> **Your assignment**:
Only the pictures are dropped. Restate each line below word for word.

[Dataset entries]

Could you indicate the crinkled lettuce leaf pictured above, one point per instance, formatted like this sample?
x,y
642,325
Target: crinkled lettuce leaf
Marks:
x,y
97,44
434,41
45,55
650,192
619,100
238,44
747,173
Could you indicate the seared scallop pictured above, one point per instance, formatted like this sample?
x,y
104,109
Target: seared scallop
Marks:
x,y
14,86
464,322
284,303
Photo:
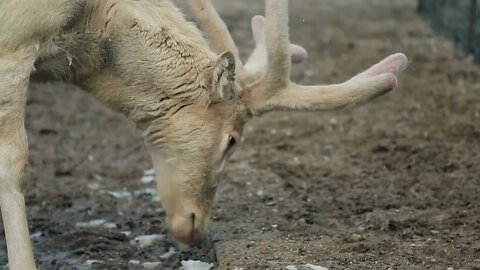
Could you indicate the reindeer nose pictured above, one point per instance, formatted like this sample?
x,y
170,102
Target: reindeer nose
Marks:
x,y
189,229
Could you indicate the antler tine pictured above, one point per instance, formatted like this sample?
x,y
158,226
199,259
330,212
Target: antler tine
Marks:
x,y
215,27
374,82
258,58
278,44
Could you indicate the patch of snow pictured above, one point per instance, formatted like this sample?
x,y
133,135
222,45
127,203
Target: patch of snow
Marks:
x,y
91,223
134,262
93,186
196,265
149,172
147,179
148,192
150,265
36,235
96,223
119,194
315,267
91,262
146,240
170,253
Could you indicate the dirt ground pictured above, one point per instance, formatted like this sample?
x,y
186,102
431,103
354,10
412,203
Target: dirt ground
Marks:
x,y
391,185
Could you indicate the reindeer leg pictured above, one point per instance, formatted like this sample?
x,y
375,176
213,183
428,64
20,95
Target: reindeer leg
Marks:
x,y
14,76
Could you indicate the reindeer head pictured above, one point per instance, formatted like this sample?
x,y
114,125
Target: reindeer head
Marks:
x,y
199,139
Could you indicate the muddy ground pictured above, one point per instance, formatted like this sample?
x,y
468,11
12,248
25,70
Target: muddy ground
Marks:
x,y
391,185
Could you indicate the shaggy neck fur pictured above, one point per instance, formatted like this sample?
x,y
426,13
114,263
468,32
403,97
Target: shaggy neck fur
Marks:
x,y
144,60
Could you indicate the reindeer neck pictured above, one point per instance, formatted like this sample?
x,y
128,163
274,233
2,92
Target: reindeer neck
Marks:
x,y
141,58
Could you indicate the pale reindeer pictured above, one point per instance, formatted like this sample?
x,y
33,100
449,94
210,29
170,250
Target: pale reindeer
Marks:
x,y
190,98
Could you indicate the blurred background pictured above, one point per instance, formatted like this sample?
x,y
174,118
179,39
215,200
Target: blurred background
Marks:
x,y
393,184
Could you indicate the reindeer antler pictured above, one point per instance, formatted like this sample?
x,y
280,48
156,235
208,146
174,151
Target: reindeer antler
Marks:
x,y
272,60
277,92
215,28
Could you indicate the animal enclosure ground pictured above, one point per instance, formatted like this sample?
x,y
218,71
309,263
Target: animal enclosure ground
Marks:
x,y
391,185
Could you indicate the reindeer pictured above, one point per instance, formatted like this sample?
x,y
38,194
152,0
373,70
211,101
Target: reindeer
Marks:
x,y
190,97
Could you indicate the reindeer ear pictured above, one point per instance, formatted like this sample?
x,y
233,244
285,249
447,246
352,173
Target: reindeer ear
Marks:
x,y
223,86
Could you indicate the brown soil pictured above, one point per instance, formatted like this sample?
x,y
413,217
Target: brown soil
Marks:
x,y
391,185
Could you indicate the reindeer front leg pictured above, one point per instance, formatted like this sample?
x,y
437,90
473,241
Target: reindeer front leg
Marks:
x,y
14,75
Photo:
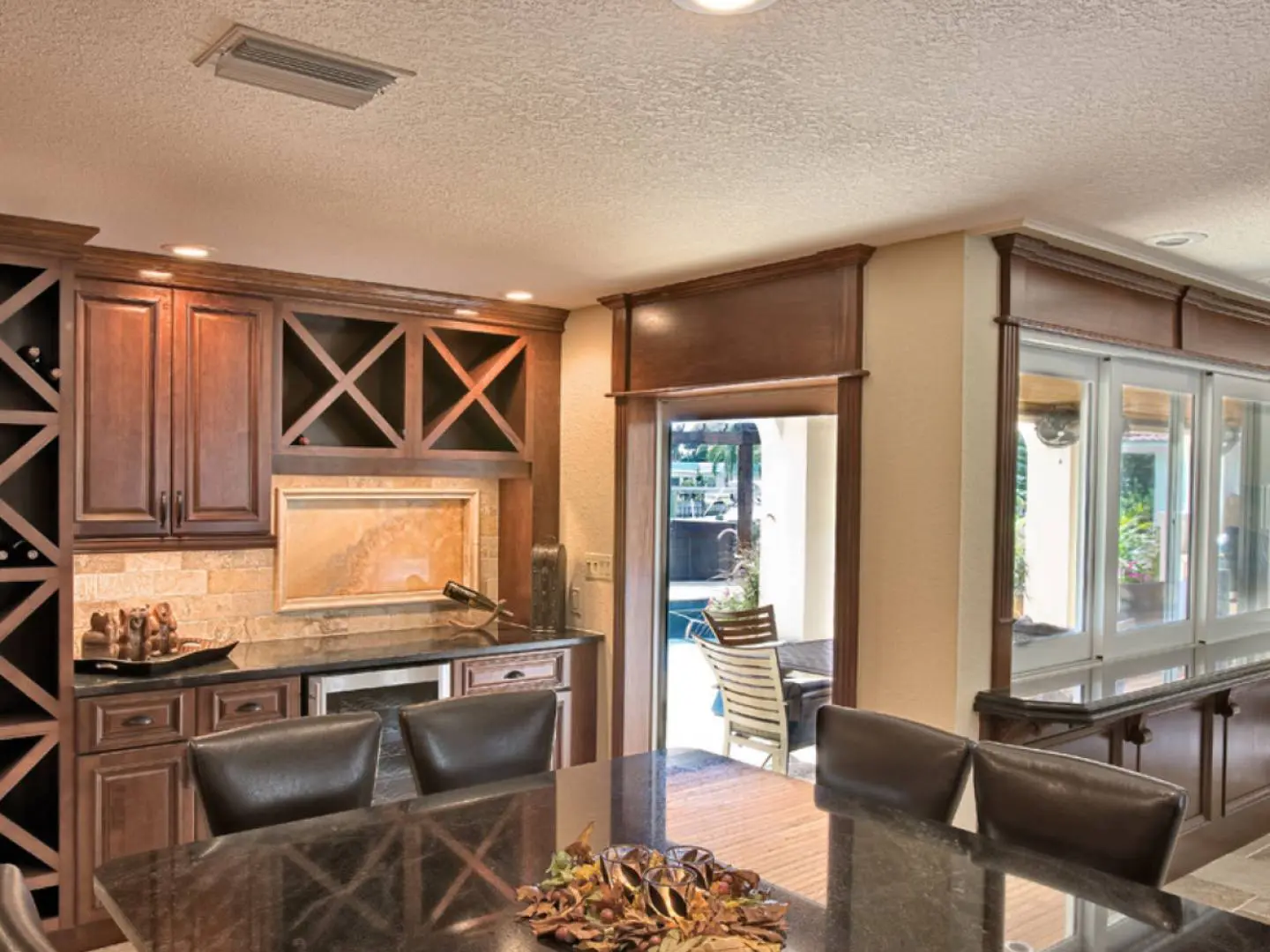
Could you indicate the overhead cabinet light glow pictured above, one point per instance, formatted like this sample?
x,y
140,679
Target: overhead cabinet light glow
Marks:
x,y
723,8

> **Response area**:
Could you indicate the crinkled lettuce leaf pictured above, one point per instance, formatted like this sample?
x,y
642,325
Target: crinkled lettuce leaf
Marks:
x,y
97,44
434,41
45,55
650,192
619,100
238,44
747,173
Could you indicate the seared scallop pictured above, one point per instance, formatted like this sample?
x,y
104,109
Target: seared scallop
Marks:
x,y
14,86
464,322
284,303
Photo:
Could you indicate the reindeer nose pictured above, one point per instance, formatted like this sample?
x,y
170,102
Target: reindeer nose
Marks:
x,y
189,229
Could you indicate the antler tine pictured above, one point per instance, formatted like this sample?
x,y
158,226
199,259
330,212
Target: antler tine
Marks:
x,y
215,27
374,82
258,58
278,44
Could you indicate the patch of snow pictured above, one point per instance, formatted like this sample?
x,y
133,135
222,45
127,203
Target: patch of snow
Marks:
x,y
91,223
134,262
93,186
196,265
149,172
147,179
148,192
150,265
36,235
96,223
119,194
315,267
91,262
146,240
170,253
Could you indicate the dirt ground pictured above, one point per instance, formatted like this sample?
x,y
186,102
431,103
354,10
412,203
Target: dirt ground
Marks:
x,y
391,185
Could you indicate the reindeer leg pictured above, one point per instance, formatted like this sample?
x,y
375,176
213,183
428,64
20,95
Target: reindeer leg
Marks:
x,y
14,76
Could you indicate the reindeer head pictured above, one point per instance, formatted like this sample?
x,y
114,125
Target: reindeer head
Marks:
x,y
199,139
Could you indicate the muddy ground pictured above, one point per instance, formatted like this sample?
x,y
468,11
12,248
25,70
Target: muddy ground
Marks:
x,y
391,185
Could you indicate the shaggy neck fur pictured above, one point per instance, formatted like this sample?
x,y
426,13
114,263
468,32
403,97
Target: shaggy neck fur
Marks:
x,y
144,60
Could you indicate the reindeer neck pictured above, one point per instance, formatted like this sample?
x,y
128,163
274,233
2,92
Target: reindeer neck
Marks:
x,y
141,58
Could you indicate the pale reindeer pictured above, one point per instance, formatted like this sample?
x,y
33,100
449,94
210,29
170,250
Target: pale reindeer
Marks:
x,y
190,98
Could you indicate the blurred background pictured above, one point per instance, formatted like this sample?
x,y
174,118
179,39
215,200
Target: blurred background
Marks:
x,y
393,184
Could you indicate the reindeer antler pictured above, one point per instance, formatted like this sample?
x,y
280,48
156,235
208,146
174,151
Target: reindeer antler
Marks:
x,y
272,60
277,92
215,28
Could you indicate the animal enclosure ground pictured above, one point per instance, formatted like this sample?
x,y
218,71
309,263
Target: animal enclosure ground
Marks:
x,y
391,185
Could you indicate the reindeer pictured above, one point per instance, formatted like this sample?
x,y
38,194
152,0
373,70
211,101
Target: reindeer
Marks:
x,y
190,97
Could you indicate the reindeer ear pictured above, one point per instance, formatted like this sample?
x,y
233,244
285,249
447,246
352,173
Target: reindeer ear
Marks:
x,y
223,86
Could you indicate the brown soil pictured above, one point per instance, formatted like this sample?
x,y
413,217
Target: brown soil
Marks:
x,y
391,185
Could you indicate the reindeer front leg pictured above, one point per instance, formatted like this sample?
x,y
437,90
473,241
Target: reindeer front leg
Marks:
x,y
14,75
Photo:
Could you indicate the overhead cabinet light glow pictured above, one point per instance, formatted like this sample?
x,y
140,679
Target: overhead cabinet light glow
Marks:
x,y
723,8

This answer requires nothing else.